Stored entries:

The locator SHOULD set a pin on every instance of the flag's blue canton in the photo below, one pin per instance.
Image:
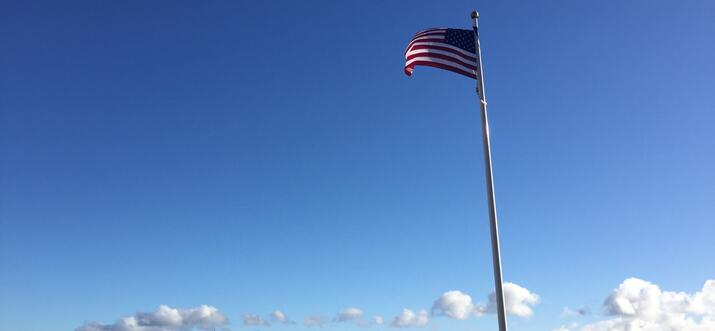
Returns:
(463, 39)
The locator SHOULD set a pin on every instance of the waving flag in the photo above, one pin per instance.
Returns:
(448, 49)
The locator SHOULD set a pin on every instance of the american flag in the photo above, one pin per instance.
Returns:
(448, 49)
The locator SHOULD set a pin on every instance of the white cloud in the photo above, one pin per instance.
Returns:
(409, 318)
(454, 304)
(638, 305)
(278, 316)
(315, 320)
(164, 318)
(351, 314)
(254, 320)
(517, 300)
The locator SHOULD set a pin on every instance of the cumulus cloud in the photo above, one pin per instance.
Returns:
(278, 316)
(351, 314)
(638, 305)
(517, 300)
(315, 320)
(254, 320)
(454, 304)
(164, 318)
(409, 318)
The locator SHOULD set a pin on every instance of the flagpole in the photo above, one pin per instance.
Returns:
(494, 229)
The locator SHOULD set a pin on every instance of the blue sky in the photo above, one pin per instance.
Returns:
(261, 156)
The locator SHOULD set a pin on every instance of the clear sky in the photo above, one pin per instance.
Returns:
(264, 155)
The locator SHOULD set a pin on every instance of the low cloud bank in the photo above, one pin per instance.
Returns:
(164, 319)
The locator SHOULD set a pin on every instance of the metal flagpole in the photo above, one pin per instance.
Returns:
(494, 229)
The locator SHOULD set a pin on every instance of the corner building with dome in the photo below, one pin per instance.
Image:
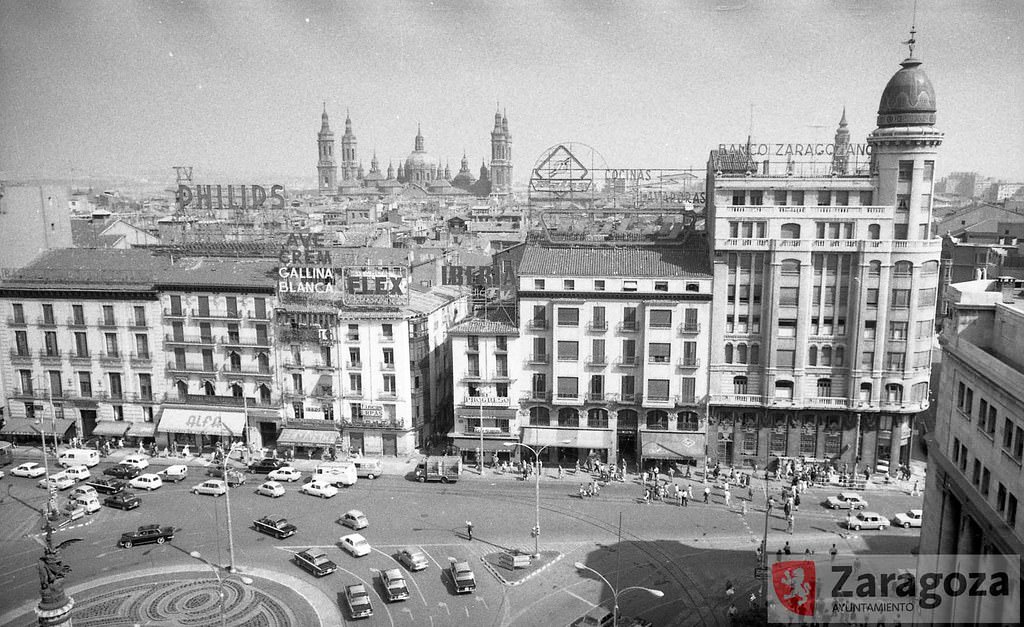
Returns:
(825, 283)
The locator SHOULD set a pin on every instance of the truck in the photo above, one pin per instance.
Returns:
(443, 468)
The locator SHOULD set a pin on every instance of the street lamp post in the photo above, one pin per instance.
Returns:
(537, 490)
(220, 583)
(614, 612)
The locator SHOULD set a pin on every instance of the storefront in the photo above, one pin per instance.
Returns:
(308, 442)
(566, 446)
(663, 448)
(27, 430)
(200, 427)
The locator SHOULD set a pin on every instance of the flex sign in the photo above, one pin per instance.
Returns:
(380, 286)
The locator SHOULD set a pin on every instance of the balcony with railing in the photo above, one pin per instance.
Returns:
(186, 369)
(689, 328)
(537, 324)
(190, 340)
(630, 326)
(256, 373)
(688, 363)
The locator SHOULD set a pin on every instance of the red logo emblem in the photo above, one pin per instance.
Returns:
(795, 585)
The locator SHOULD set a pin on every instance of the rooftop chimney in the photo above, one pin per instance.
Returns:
(1007, 288)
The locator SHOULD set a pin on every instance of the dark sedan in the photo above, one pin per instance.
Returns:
(123, 500)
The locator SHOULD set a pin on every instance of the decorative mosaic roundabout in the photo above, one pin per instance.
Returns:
(181, 600)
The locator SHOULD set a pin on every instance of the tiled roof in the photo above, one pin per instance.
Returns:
(634, 261)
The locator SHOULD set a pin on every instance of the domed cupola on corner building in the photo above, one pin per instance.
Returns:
(904, 148)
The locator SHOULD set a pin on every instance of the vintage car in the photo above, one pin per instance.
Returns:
(462, 577)
(123, 500)
(274, 526)
(146, 534)
(315, 561)
(394, 585)
(358, 601)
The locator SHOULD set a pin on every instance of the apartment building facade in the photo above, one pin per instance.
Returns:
(614, 342)
(975, 455)
(825, 286)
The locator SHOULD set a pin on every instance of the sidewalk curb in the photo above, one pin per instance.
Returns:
(491, 569)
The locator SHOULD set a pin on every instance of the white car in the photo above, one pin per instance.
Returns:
(908, 518)
(355, 545)
(29, 469)
(146, 482)
(139, 462)
(868, 519)
(58, 481)
(79, 472)
(212, 487)
(270, 489)
(846, 500)
(286, 473)
(325, 490)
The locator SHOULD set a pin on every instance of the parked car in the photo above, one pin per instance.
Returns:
(276, 527)
(146, 534)
(906, 519)
(58, 481)
(315, 561)
(270, 489)
(123, 500)
(413, 558)
(325, 490)
(29, 469)
(846, 500)
(83, 491)
(357, 601)
(394, 585)
(267, 464)
(353, 518)
(122, 471)
(285, 473)
(868, 519)
(355, 545)
(212, 487)
(174, 473)
(146, 482)
(139, 462)
(233, 477)
(103, 485)
(462, 577)
(79, 472)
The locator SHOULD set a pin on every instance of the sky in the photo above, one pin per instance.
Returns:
(236, 89)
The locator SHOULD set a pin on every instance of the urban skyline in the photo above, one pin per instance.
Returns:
(146, 87)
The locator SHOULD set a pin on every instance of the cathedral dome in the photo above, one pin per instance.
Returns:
(908, 98)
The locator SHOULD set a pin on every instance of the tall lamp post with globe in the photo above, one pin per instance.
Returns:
(537, 458)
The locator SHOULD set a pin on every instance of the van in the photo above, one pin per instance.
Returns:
(339, 473)
(74, 457)
(368, 467)
(88, 502)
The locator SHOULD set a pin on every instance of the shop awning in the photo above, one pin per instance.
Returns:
(111, 427)
(578, 439)
(308, 437)
(141, 429)
(658, 445)
(489, 443)
(202, 420)
(29, 426)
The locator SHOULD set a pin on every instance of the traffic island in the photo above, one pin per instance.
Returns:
(514, 568)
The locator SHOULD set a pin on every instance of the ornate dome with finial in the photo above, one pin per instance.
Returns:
(908, 98)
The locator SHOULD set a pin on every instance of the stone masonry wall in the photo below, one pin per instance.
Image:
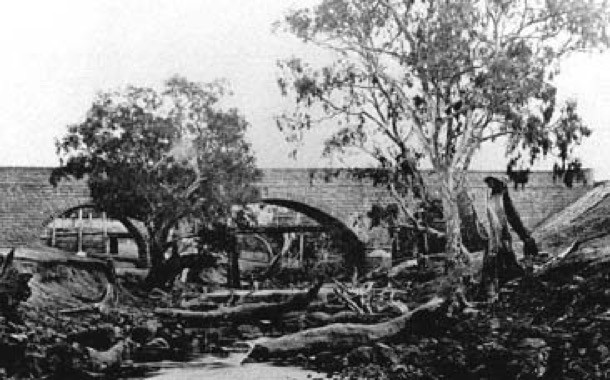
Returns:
(28, 201)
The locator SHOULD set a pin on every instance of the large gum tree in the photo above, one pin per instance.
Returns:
(153, 158)
(438, 79)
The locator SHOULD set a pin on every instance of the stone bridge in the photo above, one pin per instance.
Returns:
(28, 202)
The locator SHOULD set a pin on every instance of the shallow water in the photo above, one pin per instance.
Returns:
(229, 368)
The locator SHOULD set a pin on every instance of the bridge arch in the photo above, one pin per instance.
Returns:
(349, 242)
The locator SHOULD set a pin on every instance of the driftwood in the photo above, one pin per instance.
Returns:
(319, 318)
(345, 336)
(245, 312)
(500, 263)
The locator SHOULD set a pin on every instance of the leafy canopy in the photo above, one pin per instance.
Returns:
(439, 78)
(160, 156)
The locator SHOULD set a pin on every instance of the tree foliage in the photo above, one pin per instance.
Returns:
(159, 157)
(437, 79)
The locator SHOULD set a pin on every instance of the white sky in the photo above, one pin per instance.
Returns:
(57, 54)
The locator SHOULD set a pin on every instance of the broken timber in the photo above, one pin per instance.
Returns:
(245, 312)
(345, 336)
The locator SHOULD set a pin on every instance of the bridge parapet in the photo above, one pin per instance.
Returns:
(28, 201)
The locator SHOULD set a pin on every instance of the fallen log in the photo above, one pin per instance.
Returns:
(102, 361)
(319, 318)
(344, 336)
(244, 312)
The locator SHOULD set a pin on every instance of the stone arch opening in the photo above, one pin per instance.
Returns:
(351, 247)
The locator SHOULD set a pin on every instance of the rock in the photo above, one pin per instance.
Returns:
(386, 354)
(361, 355)
(249, 331)
(158, 343)
(603, 352)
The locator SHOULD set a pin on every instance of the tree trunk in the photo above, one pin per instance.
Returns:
(163, 272)
(139, 239)
(456, 259)
(14, 287)
(499, 263)
(345, 336)
(245, 312)
(234, 276)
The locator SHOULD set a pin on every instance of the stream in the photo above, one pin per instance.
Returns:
(228, 367)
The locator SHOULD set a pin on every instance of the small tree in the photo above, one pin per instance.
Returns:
(154, 158)
(438, 79)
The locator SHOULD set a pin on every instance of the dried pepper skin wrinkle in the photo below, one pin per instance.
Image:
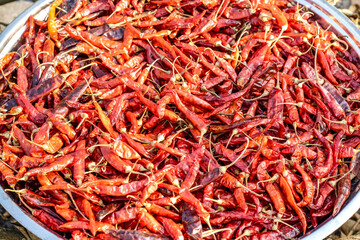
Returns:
(174, 119)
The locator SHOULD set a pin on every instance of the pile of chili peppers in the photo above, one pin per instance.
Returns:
(169, 119)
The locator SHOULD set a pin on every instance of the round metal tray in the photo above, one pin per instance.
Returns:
(327, 16)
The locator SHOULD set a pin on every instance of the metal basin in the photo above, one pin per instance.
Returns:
(326, 14)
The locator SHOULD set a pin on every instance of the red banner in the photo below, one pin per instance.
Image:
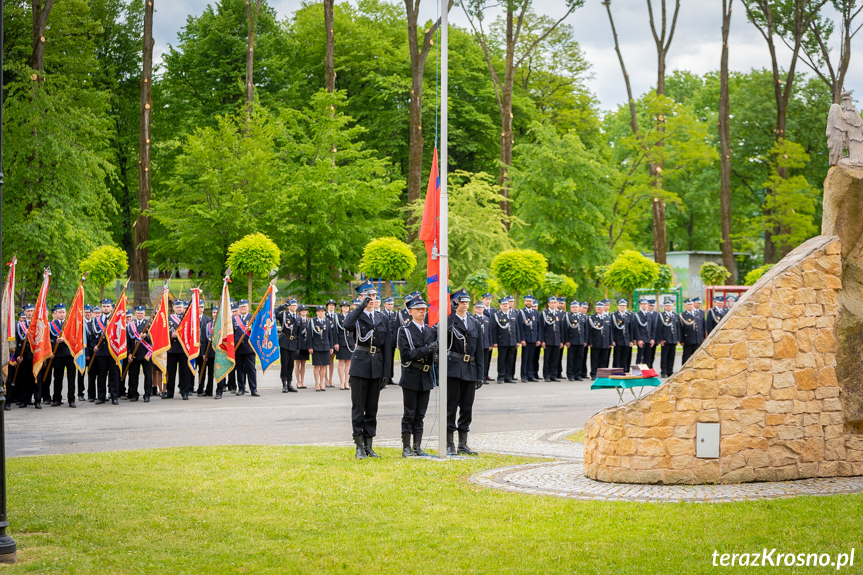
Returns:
(39, 333)
(189, 331)
(160, 334)
(115, 333)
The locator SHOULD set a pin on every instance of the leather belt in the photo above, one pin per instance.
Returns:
(464, 357)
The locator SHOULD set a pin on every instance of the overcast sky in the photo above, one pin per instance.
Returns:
(695, 47)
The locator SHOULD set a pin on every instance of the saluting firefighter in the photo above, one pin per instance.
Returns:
(289, 342)
(715, 314)
(691, 330)
(601, 338)
(464, 373)
(551, 340)
(371, 366)
(669, 337)
(575, 341)
(622, 321)
(139, 355)
(417, 344)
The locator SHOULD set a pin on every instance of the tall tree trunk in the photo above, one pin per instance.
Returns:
(330, 57)
(252, 21)
(141, 268)
(419, 55)
(40, 22)
(725, 149)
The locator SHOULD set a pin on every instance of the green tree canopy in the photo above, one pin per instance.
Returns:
(104, 264)
(519, 271)
(253, 256)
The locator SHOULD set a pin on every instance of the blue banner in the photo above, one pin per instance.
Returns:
(264, 337)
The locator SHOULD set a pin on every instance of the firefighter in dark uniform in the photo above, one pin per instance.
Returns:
(464, 372)
(289, 342)
(669, 337)
(574, 339)
(139, 354)
(622, 323)
(371, 365)
(417, 344)
(529, 324)
(245, 354)
(715, 314)
(691, 330)
(601, 339)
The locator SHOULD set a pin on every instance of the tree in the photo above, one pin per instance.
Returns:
(338, 197)
(516, 13)
(519, 271)
(387, 258)
(104, 264)
(725, 146)
(562, 198)
(631, 270)
(713, 274)
(253, 256)
(418, 55)
(141, 267)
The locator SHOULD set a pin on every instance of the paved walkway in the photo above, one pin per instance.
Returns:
(562, 477)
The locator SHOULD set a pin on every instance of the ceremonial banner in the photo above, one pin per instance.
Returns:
(115, 333)
(223, 337)
(74, 332)
(160, 335)
(39, 333)
(7, 318)
(264, 338)
(430, 234)
(189, 330)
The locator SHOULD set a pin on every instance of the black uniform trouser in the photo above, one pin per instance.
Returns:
(177, 362)
(135, 368)
(505, 354)
(527, 356)
(247, 373)
(460, 394)
(574, 361)
(688, 350)
(287, 359)
(666, 358)
(487, 356)
(415, 406)
(598, 358)
(622, 356)
(550, 355)
(365, 393)
(63, 364)
(107, 371)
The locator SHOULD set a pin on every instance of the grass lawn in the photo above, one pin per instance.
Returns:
(317, 510)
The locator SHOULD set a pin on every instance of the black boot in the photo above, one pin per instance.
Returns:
(450, 446)
(361, 448)
(418, 441)
(406, 445)
(463, 449)
(369, 451)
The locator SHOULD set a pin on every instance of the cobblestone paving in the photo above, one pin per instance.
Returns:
(563, 476)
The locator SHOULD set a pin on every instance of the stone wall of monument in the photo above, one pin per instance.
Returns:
(767, 374)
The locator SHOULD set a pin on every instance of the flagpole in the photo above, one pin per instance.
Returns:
(443, 254)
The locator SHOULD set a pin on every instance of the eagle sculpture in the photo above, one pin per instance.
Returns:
(845, 133)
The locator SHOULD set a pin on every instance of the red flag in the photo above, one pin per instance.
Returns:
(115, 333)
(73, 331)
(39, 333)
(160, 334)
(430, 234)
(189, 330)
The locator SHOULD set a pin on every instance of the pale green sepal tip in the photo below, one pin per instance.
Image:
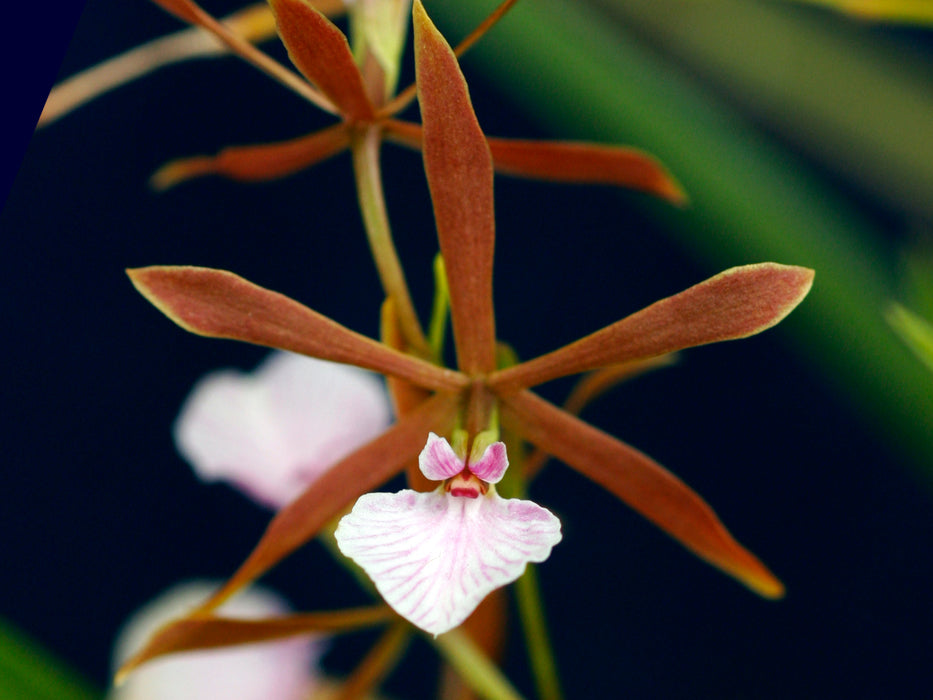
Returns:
(482, 440)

About this exercise: Reply with nothing but the number of lines in the entries that include "canopy".

Answer to the exercise: 2